EXERCISE: Please provide the entries below again, word for word.

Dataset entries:
__________
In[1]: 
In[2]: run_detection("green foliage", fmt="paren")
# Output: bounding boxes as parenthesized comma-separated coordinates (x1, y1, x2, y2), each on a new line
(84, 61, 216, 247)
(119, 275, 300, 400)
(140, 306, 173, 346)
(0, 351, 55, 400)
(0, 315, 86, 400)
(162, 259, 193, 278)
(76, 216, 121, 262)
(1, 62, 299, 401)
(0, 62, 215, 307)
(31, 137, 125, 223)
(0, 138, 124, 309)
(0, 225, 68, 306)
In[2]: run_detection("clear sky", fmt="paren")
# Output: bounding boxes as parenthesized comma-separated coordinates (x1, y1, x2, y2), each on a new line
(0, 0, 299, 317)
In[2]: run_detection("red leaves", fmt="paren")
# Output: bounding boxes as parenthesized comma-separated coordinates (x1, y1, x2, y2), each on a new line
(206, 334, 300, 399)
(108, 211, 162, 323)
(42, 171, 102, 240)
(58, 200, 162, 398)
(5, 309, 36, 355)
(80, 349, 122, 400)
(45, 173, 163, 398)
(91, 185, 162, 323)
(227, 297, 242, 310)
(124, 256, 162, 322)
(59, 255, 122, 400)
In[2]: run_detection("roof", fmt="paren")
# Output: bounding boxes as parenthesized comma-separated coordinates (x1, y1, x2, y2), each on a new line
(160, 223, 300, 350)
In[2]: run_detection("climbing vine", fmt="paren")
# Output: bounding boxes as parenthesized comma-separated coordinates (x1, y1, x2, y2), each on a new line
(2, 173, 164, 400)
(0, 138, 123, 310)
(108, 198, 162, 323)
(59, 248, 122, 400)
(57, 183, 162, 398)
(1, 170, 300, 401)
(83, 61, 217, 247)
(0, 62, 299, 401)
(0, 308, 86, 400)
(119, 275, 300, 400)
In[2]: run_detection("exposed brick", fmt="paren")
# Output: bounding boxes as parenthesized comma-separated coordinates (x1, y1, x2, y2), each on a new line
__________
WORKED SOLUTION:
In[1]: 
In[2]: run_detection("green foliage", fmt="paren")
# Output: bounding boxes as parenthesized comma-separated coordinates (x1, y1, x2, y2), each on a new line
(84, 61, 216, 247)
(119, 275, 300, 400)
(140, 306, 173, 346)
(0, 351, 55, 400)
(0, 315, 86, 400)
(162, 259, 193, 278)
(76, 216, 121, 262)
(1, 62, 299, 401)
(0, 62, 215, 307)
(31, 137, 125, 223)
(0, 138, 124, 309)
(0, 225, 68, 306)
In[2]: run_detection("clear sky", fmt="paren")
# Output: bounding boxes as parenthesized comma-separated coordinates (x1, y1, x2, y2), each on a new line
(0, 0, 299, 317)
In[2]: run_detection("red leaves", fmt="paren")
# Output: bounding boxes as parenthesized comma-separated coordinates (x1, y1, x2, y2), each on a new line
(206, 334, 300, 399)
(108, 211, 162, 323)
(42, 171, 102, 240)
(58, 200, 162, 398)
(5, 309, 36, 355)
(80, 349, 122, 400)
(45, 173, 163, 398)
(91, 185, 162, 323)
(227, 297, 242, 310)
(124, 256, 162, 322)
(59, 255, 122, 400)
In[2]: run_detection("roof", fmt="paren")
# Output: bounding boxes as parenthesized comma-separated coordinates (x1, y1, x2, y2), each on a new line
(160, 223, 300, 350)
In[2]: run_detection("climbing vine", fmt="paren")
# Output: bounding boxes as parenthesized comma-separated coordinates (x1, y1, x2, y2), each on a new line
(2, 173, 164, 400)
(0, 138, 123, 310)
(108, 198, 162, 323)
(59, 248, 122, 400)
(57, 183, 162, 398)
(1, 170, 300, 401)
(83, 61, 217, 247)
(0, 62, 299, 401)
(0, 308, 86, 400)
(119, 275, 300, 400)
In[2]: run_detection("exposed brick", fmt="paren")
# Output: bounding boxes as parenthesized comma-separated coordinates (x1, y1, x2, y2), each on a new line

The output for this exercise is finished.